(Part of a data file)

------

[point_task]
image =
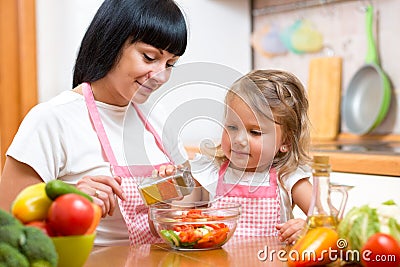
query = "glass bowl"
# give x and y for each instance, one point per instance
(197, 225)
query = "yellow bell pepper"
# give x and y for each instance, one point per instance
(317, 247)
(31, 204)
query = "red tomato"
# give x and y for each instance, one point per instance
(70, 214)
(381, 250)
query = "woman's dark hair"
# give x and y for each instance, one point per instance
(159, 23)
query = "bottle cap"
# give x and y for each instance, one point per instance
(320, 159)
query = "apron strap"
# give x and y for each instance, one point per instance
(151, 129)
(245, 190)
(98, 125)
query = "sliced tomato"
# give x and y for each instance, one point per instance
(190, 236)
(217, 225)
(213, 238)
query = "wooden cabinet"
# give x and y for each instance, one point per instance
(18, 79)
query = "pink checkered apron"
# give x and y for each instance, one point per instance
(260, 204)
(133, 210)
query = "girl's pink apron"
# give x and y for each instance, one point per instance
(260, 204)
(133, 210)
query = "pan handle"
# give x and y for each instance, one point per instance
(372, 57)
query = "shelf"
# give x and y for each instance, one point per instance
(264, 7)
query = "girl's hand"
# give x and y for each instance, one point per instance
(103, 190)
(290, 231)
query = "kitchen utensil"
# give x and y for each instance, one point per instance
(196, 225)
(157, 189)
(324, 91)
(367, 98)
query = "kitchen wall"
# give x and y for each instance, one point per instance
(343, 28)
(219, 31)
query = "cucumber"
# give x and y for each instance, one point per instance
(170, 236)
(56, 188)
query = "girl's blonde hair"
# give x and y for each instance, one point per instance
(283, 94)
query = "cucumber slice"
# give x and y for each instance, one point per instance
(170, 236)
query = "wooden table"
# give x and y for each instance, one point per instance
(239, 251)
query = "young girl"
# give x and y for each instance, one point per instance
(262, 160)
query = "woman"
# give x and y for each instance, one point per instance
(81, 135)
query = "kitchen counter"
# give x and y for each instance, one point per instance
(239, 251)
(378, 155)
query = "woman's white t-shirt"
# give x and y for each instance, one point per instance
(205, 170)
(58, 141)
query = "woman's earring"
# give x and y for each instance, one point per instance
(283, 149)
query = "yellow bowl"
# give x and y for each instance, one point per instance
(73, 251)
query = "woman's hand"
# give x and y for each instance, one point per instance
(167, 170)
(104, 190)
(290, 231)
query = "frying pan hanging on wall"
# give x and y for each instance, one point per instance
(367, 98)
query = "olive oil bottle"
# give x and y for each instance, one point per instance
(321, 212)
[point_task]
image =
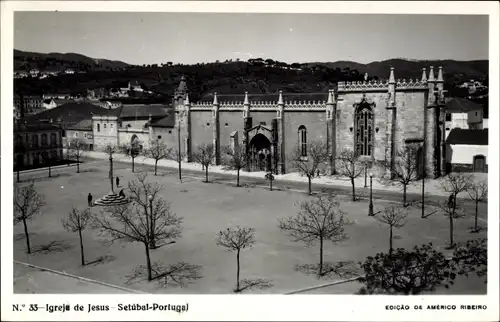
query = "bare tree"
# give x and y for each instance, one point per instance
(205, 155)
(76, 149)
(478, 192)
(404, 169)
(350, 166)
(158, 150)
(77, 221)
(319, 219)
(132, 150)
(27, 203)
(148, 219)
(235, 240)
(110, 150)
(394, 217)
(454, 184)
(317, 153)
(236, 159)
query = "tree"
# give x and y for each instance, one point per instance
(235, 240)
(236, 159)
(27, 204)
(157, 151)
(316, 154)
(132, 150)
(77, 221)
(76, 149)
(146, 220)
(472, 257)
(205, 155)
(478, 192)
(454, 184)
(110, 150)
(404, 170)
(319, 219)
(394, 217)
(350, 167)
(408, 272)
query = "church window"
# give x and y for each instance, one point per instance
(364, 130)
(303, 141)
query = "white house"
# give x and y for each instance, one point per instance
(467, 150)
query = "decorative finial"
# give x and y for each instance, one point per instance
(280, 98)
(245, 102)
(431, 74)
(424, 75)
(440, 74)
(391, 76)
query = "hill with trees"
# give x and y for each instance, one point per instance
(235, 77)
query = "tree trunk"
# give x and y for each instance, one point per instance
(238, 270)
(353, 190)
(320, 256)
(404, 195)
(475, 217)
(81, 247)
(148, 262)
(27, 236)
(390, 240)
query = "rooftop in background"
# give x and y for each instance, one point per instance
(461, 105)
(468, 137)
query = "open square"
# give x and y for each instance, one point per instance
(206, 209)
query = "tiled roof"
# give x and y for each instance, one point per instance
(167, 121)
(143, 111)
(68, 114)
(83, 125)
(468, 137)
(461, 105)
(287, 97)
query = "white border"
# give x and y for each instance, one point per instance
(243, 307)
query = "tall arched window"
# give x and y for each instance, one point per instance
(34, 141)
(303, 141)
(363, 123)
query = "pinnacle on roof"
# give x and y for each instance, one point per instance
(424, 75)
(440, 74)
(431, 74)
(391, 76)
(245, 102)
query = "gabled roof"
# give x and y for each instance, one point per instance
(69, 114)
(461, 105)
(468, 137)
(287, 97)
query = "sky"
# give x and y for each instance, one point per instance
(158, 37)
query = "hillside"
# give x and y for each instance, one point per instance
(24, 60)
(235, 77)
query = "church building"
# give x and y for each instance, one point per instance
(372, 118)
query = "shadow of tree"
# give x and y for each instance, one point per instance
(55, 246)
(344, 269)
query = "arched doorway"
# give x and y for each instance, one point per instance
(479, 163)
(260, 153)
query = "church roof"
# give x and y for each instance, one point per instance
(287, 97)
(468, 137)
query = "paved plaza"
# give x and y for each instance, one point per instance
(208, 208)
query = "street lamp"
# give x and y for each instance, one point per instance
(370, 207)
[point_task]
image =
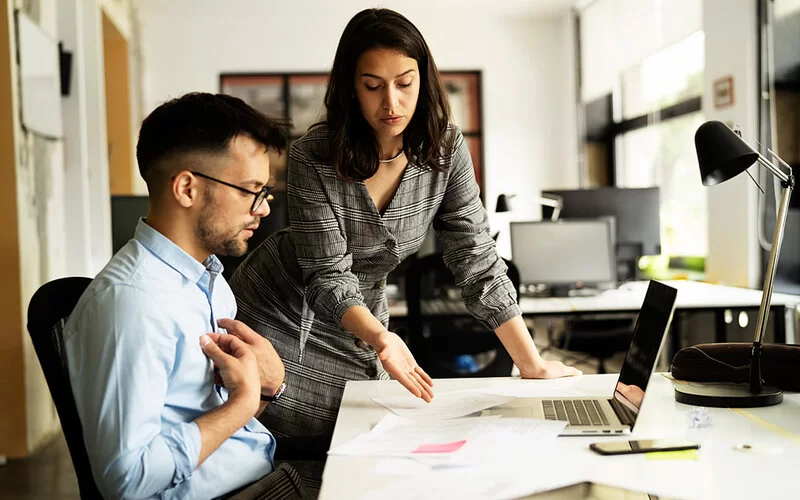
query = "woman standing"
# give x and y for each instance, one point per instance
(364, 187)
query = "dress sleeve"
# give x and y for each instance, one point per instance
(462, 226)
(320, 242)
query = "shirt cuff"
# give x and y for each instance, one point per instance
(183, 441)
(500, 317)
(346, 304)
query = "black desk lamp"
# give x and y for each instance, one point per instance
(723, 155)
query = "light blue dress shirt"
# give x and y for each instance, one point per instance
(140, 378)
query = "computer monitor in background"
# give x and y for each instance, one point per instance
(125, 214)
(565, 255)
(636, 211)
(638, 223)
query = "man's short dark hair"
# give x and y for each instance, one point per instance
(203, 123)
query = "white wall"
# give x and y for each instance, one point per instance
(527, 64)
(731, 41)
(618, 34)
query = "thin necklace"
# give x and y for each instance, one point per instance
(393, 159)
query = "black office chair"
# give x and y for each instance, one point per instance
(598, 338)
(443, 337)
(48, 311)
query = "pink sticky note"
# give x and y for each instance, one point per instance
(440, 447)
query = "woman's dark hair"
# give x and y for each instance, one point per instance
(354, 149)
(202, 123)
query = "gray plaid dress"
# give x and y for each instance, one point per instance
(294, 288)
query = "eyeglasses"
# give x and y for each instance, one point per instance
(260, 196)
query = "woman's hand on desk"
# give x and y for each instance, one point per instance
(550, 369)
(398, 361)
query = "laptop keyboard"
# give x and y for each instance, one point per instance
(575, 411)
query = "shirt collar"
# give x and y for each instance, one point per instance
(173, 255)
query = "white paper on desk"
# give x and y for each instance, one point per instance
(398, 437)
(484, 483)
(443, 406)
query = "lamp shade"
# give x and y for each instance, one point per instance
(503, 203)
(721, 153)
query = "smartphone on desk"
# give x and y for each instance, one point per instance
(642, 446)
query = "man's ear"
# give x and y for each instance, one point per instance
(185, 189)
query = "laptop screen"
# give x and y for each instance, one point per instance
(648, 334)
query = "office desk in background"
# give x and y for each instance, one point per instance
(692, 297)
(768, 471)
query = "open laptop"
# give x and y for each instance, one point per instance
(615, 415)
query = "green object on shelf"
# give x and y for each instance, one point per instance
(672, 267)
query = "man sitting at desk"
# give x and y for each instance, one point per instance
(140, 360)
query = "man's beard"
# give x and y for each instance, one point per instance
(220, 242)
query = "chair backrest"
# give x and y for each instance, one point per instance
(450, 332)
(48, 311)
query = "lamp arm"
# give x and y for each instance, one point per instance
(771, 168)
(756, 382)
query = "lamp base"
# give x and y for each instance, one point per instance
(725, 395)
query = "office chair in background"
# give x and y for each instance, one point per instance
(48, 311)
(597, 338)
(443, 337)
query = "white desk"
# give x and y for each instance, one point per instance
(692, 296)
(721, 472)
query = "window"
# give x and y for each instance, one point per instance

------

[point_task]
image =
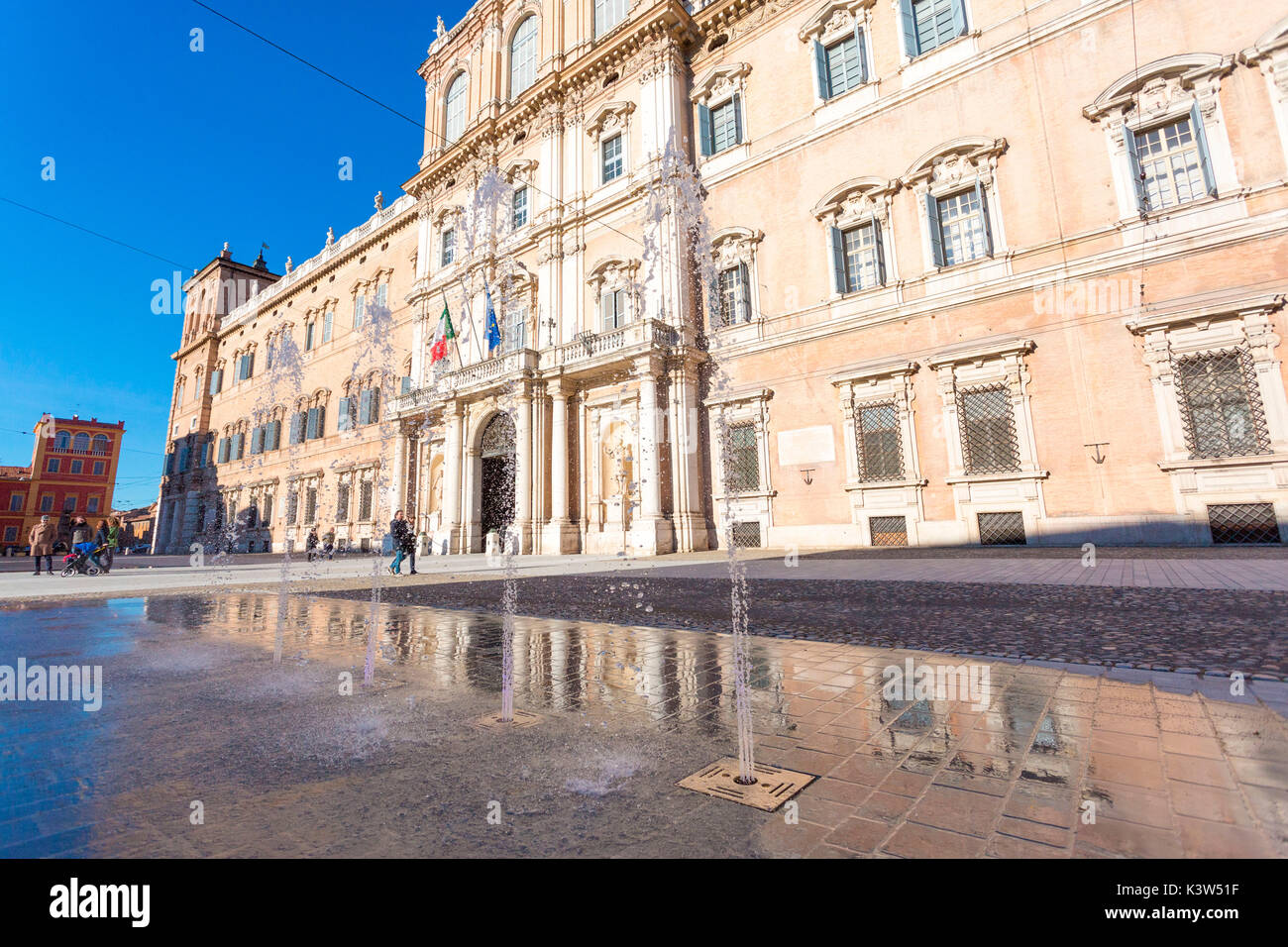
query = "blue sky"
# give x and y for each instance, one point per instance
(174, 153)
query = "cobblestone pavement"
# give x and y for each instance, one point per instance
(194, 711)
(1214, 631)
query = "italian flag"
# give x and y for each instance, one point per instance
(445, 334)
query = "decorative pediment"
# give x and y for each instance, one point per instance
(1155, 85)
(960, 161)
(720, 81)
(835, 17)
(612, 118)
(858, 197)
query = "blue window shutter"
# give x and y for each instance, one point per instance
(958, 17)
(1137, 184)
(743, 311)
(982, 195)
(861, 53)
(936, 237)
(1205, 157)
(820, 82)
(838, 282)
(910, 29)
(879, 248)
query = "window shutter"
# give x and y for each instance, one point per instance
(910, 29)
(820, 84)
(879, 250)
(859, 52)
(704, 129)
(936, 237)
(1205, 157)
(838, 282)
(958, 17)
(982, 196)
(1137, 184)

------

## Short problem
Find every line in the records that contains the word "lamp" and copy each of those lines.

## The solution
query = "street lamp"
query = "black desk lamp"
query = "lamp shade"
query = "lamp arm"
query = "lamp base"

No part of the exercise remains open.